- **EXERCISE DESCRIPTION**: From the listing below, gather and copy out every line that contains the string "plastic". Treat uppercase and lowercase letters as distinct.

** START RECORDS TO USE **

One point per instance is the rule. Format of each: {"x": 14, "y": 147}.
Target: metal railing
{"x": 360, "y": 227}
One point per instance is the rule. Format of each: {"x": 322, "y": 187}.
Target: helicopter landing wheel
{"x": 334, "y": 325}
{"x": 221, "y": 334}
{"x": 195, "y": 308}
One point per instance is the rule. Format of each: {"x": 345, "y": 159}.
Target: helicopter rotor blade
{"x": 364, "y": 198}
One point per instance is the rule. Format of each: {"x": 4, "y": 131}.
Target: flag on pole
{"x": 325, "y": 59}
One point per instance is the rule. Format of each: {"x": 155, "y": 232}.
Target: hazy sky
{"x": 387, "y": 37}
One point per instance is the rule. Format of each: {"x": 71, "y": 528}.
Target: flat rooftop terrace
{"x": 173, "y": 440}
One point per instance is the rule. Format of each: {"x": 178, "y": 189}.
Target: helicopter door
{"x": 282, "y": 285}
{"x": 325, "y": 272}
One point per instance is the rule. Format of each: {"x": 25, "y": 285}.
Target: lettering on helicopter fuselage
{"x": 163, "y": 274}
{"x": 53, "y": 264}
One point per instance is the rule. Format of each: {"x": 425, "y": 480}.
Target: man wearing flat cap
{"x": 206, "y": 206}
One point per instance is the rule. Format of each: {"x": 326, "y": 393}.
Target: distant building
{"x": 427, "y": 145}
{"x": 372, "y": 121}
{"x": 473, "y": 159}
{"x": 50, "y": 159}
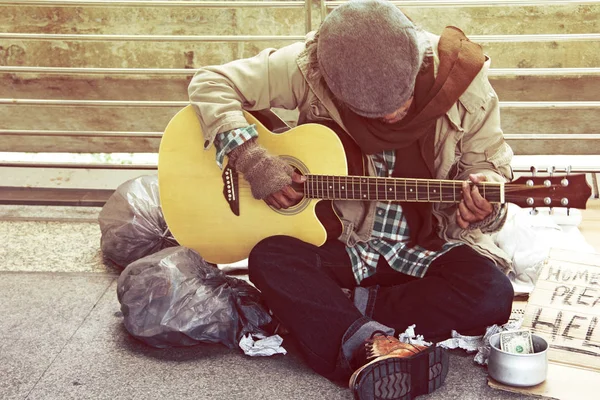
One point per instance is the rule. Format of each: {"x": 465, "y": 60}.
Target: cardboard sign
{"x": 564, "y": 308}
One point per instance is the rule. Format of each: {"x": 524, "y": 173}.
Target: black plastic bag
{"x": 132, "y": 223}
{"x": 175, "y": 298}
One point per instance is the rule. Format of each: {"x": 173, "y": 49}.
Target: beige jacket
{"x": 468, "y": 138}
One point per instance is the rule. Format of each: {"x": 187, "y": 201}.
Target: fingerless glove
{"x": 265, "y": 173}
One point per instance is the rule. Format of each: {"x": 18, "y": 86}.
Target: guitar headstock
{"x": 570, "y": 191}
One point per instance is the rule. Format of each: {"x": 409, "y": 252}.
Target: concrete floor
{"x": 62, "y": 336}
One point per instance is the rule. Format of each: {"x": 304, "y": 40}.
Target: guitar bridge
{"x": 231, "y": 189}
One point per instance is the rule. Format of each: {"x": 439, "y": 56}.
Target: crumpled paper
{"x": 409, "y": 337}
{"x": 480, "y": 344}
{"x": 255, "y": 345}
{"x": 458, "y": 341}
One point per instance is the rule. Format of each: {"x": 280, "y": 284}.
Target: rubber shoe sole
{"x": 395, "y": 378}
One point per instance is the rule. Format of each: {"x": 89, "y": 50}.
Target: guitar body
{"x": 196, "y": 207}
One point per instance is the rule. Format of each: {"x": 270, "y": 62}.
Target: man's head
{"x": 368, "y": 55}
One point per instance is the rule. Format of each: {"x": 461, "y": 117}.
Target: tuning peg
{"x": 534, "y": 211}
{"x": 533, "y": 170}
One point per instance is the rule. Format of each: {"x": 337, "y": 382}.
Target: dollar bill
{"x": 517, "y": 342}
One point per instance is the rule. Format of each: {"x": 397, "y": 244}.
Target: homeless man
{"x": 406, "y": 103}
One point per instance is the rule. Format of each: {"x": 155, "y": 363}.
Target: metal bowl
{"x": 518, "y": 369}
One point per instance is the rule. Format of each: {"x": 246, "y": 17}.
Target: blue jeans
{"x": 302, "y": 284}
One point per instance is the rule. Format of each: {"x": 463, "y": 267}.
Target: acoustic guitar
{"x": 213, "y": 212}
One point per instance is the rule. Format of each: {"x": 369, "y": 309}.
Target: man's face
{"x": 398, "y": 114}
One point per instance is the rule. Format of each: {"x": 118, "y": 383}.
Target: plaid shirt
{"x": 390, "y": 236}
{"x": 390, "y": 233}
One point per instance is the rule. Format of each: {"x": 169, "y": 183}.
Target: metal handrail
{"x": 169, "y": 103}
{"x": 187, "y": 71}
{"x": 568, "y": 37}
{"x": 150, "y": 166}
{"x": 158, "y": 135}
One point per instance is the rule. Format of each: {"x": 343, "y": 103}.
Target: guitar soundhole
{"x": 299, "y": 205}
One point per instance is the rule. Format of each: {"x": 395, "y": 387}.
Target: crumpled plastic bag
{"x": 132, "y": 223}
{"x": 527, "y": 239}
{"x": 175, "y": 298}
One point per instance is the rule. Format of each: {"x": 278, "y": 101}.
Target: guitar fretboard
{"x": 393, "y": 189}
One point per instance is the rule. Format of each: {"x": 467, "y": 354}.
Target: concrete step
{"x": 511, "y": 85}
{"x": 189, "y": 52}
{"x": 481, "y": 19}
{"x": 532, "y": 128}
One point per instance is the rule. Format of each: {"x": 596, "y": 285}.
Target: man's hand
{"x": 473, "y": 207}
{"x": 287, "y": 196}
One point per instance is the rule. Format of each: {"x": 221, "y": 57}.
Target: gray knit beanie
{"x": 368, "y": 55}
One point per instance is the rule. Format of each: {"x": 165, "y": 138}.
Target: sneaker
{"x": 398, "y": 371}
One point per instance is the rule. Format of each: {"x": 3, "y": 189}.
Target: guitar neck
{"x": 394, "y": 189}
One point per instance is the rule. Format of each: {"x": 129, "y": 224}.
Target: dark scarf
{"x": 413, "y": 136}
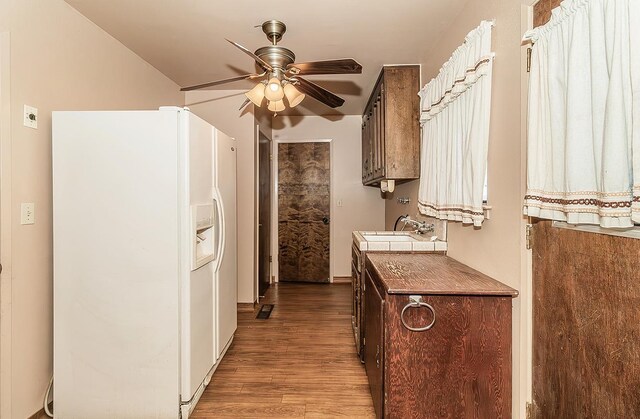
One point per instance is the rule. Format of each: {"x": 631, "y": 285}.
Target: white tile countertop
{"x": 414, "y": 243}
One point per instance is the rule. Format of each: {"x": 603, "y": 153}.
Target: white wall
{"x": 59, "y": 61}
{"x": 220, "y": 108}
{"x": 362, "y": 209}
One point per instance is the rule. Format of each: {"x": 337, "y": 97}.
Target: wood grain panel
{"x": 416, "y": 273}
{"x": 460, "y": 368}
{"x": 374, "y": 350}
{"x": 402, "y": 122}
{"x": 303, "y": 202}
{"x": 264, "y": 214}
{"x": 300, "y": 363}
{"x": 586, "y": 324}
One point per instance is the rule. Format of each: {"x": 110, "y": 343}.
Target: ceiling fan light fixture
{"x": 256, "y": 95}
{"x": 294, "y": 96}
{"x": 274, "y": 91}
{"x": 276, "y": 106}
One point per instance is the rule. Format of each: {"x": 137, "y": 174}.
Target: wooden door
{"x": 374, "y": 344}
{"x": 264, "y": 214}
{"x": 303, "y": 211}
{"x": 586, "y": 324}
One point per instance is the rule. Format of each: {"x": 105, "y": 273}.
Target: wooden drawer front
{"x": 460, "y": 368}
{"x": 374, "y": 343}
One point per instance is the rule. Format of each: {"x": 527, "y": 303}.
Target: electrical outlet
{"x": 30, "y": 117}
{"x": 27, "y": 213}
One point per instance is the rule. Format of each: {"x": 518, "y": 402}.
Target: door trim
{"x": 5, "y": 226}
{"x": 275, "y": 268}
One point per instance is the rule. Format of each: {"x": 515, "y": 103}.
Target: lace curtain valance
{"x": 584, "y": 115}
{"x": 455, "y": 119}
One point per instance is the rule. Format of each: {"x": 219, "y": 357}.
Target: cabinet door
{"x": 460, "y": 368}
{"x": 374, "y": 343}
{"x": 366, "y": 148}
{"x": 355, "y": 304}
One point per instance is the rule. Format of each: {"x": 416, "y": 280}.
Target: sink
{"x": 389, "y": 238}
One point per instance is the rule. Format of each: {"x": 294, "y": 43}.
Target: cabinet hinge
{"x": 529, "y": 236}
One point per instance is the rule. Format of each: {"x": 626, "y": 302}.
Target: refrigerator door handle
{"x": 221, "y": 231}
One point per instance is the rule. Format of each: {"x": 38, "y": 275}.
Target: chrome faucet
{"x": 421, "y": 227}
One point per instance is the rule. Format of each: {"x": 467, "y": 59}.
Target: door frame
{"x": 5, "y": 226}
{"x": 275, "y": 267}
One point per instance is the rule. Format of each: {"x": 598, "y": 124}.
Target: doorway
{"x": 304, "y": 203}
{"x": 264, "y": 213}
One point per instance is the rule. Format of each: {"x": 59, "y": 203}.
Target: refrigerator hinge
{"x": 529, "y": 236}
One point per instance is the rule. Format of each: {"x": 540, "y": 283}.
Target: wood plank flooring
{"x": 300, "y": 363}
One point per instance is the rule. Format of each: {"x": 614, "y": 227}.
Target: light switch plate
{"x": 30, "y": 117}
{"x": 27, "y": 213}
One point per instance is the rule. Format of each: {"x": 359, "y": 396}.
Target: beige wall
{"x": 497, "y": 249}
{"x": 362, "y": 209}
{"x": 220, "y": 108}
{"x": 59, "y": 61}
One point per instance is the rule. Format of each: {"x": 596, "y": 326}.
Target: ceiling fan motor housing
{"x": 278, "y": 57}
{"x": 274, "y": 29}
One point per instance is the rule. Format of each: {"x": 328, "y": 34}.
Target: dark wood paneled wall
{"x": 586, "y": 324}
{"x": 303, "y": 202}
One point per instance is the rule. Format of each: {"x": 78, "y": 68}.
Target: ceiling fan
{"x": 281, "y": 75}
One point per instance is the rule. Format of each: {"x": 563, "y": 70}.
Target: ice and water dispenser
{"x": 202, "y": 235}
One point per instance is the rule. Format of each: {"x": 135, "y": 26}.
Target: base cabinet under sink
{"x": 458, "y": 368}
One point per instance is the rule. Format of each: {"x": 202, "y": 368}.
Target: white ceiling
{"x": 184, "y": 39}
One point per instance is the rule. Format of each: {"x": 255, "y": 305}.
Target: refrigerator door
{"x": 197, "y": 335}
{"x": 116, "y": 264}
{"x": 226, "y": 277}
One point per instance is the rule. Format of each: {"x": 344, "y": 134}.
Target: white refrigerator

** END RECORDS TO USE **

- **WRITTEN ANSWER**:
Target: black plastic bag
Target: crumpled plastic bag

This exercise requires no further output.